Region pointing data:
= = = = =
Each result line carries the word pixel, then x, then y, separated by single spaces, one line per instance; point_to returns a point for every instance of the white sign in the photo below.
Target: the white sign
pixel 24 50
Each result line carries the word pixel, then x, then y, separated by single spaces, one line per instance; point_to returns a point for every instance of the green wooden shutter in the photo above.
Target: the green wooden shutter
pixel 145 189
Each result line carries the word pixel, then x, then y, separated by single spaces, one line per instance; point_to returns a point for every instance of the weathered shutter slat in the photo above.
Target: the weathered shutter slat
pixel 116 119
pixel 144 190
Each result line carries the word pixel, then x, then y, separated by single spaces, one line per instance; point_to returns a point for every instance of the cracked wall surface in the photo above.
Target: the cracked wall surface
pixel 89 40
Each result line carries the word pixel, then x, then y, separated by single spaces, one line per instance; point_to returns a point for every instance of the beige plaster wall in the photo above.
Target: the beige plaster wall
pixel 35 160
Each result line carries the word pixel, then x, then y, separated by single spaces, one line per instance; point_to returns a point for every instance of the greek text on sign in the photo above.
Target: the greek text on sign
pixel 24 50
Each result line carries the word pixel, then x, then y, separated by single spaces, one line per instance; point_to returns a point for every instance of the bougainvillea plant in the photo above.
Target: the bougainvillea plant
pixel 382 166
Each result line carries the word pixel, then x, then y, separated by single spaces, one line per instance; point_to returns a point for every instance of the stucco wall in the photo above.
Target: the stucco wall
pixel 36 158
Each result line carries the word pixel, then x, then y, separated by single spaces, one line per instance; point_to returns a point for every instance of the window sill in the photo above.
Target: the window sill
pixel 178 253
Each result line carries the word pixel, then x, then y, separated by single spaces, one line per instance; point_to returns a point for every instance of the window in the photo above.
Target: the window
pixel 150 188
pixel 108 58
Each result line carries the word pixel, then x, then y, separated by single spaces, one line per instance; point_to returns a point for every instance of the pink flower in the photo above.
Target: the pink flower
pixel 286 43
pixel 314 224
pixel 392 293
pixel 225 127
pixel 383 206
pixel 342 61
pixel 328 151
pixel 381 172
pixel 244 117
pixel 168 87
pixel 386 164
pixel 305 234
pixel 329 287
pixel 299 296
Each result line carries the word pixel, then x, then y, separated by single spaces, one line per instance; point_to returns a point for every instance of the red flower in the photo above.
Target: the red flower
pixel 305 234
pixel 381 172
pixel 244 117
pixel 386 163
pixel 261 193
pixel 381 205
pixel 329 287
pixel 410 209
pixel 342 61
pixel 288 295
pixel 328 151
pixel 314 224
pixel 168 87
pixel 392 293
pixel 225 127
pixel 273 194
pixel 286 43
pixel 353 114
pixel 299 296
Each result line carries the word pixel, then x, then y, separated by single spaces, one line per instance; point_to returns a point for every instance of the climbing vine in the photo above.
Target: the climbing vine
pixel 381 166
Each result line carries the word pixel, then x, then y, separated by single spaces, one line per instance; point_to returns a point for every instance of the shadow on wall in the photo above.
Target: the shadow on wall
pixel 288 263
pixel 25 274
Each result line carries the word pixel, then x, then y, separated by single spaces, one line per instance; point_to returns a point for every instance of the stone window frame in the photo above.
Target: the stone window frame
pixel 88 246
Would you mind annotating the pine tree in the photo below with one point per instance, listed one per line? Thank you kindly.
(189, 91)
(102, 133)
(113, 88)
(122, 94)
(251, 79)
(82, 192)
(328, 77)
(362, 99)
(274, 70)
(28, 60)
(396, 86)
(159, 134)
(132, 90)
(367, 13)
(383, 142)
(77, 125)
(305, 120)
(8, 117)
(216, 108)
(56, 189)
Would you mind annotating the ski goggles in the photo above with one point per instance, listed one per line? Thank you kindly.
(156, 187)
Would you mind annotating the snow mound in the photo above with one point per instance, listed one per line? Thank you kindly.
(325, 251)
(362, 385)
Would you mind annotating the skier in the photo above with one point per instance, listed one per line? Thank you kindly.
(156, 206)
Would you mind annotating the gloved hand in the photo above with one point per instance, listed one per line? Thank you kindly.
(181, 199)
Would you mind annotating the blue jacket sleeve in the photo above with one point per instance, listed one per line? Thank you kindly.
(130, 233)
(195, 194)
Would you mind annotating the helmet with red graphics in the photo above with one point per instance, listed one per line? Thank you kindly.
= = = = =
**Prompt**
Your answer must contain every line of the records, exactly.

**Solution to the problem**
Each result line carries the word pixel, then x, then y, separated by single spaces, one line per instance; point_to returns a point for every instance of the white sign in the photo below.
Target: the white sign
pixel 24 50
Each result line carries the word pixel, then x, then y, separated by single spaces, one line per instance; point_to returns a point for every instance of the green wooden shutter in the photo above.
Target: the green wooden shutter
pixel 145 189
Each result line carries the word pixel, then x, then y, separated by single spaces, one line per instance; point_to returns a point for every instance of the weathered shutter slat in the photo above.
Target: the weathered shutter slat
pixel 116 119
pixel 144 190
Each result line carries the word pixel, then x, then y, separated by single spaces, one line per instance; point_to returns a point for every instance of the cracked wall surface in the photo above.
Target: the cracked wall surface
pixel 89 40
Each result line carries the word pixel, then x, then y, separated by single spaces, one line per instance; point_to returns a point for every instance of the beige plaster wall in the photo above.
Target: the beige plaster wall
pixel 35 160
Each result line carries the word pixel, then x, then y, separated by single spaces, one line per instance; point_to returns a point for every instance of the greek text on sign in the photo above.
Target: the greek text on sign
pixel 24 50
Each result line carries the word pixel, then x, then y, separated by single spaces, one line per instance; point_to returns a point for every instance of the bougainvillea plant in the photo above.
Target: the bougainvillea plant
pixel 382 166
Each result line carries the word pixel, then x, then y, separated by single spaces, one line per instance; point_to returns a point for every instance of the stucco wall in the photo above.
Target: the stucco wall
pixel 36 158
Each result line carries the word pixel, then x, then y, separated by single spaces, one line per instance; point_to returns a point for every instance of the window sill in the photo above.
Target: the window sill
pixel 178 253
Each result line carries the word pixel, then x, then y, separated by single spaces, one line per instance; point_to returns a point for every instance of the window in the photo above.
Target: the window
pixel 150 188
pixel 108 58
Each result line carries the word pixel, then x, then y, separated by single spaces, one line per instance; point_to returns a point for every instance of the pink flower in the photo above.
Target: the pink flower
pixel 286 43
pixel 314 224
pixel 392 293
pixel 225 127
pixel 383 206
pixel 342 61
pixel 328 151
pixel 381 172
pixel 244 117
pixel 168 87
pixel 386 164
pixel 305 234
pixel 329 287
pixel 299 296
Each result line carries the word pixel, then x, then y, separated by single spaces, one line per instance; point_to returns a point for every instance of the red flower in the photo above.
Target: the red flower
pixel 305 234
pixel 381 172
pixel 244 117
pixel 386 163
pixel 261 193
pixel 381 205
pixel 329 287
pixel 410 209
pixel 342 61
pixel 288 295
pixel 328 151
pixel 314 224
pixel 168 87
pixel 392 293
pixel 225 127
pixel 273 194
pixel 286 43
pixel 353 114
pixel 299 296
Each result line carries the word pixel, then x, then y, separated by single spaces, one line per instance; point_to returns a point for every instance of the climbing vine in the photo above.
Target: the climbing vine
pixel 381 166
Each result line carries the word pixel, then x, then y, separated by single spaces, one line per instance; point_to returns a point for every instance of the shadow on wall in the photo above.
Target: the shadow on wall
pixel 288 263
pixel 25 274
Each result line carries the word pixel, then x, then y, separated by single spaces, one line per instance; point_to returns a point for every instance of the stone window frame in the photo above.
Target: the stone window frame
pixel 88 246
Would you mind annotating the pine tree in the photo below with one point per instance, listed one per line? Thank you kindly.
(189, 91)
(102, 133)
(113, 88)
(122, 94)
(251, 79)
(82, 192)
(328, 77)
(362, 99)
(274, 70)
(28, 60)
(396, 86)
(159, 134)
(132, 90)
(367, 13)
(383, 142)
(77, 125)
(305, 120)
(8, 117)
(216, 108)
(56, 189)
Would you mind annotating the ski goggles in the photo above with one point per instance, listed one per line? Thank you kindly.
(156, 187)
Would you mind annotating the snow mound in the photo above with one point per instance, listed one per line? Thank you kindly.
(325, 251)
(362, 385)
Would you mind annotating the skier in the photo above with one point per instance, listed one per line? Thank you kindly.
(156, 206)
Would you mind annotating the gloved hand in the photo above with one point per instance, listed one per line? Thank you kindly.
(181, 199)
Would you mind annotating the blue jacket sleeve in the photo above with one point per instance, listed one per line? Thank you kindly.
(130, 233)
(195, 194)
Would you mind annotating the helmet with red graphics in the photo above with one point per instance, listed one per line? Thank you kindly.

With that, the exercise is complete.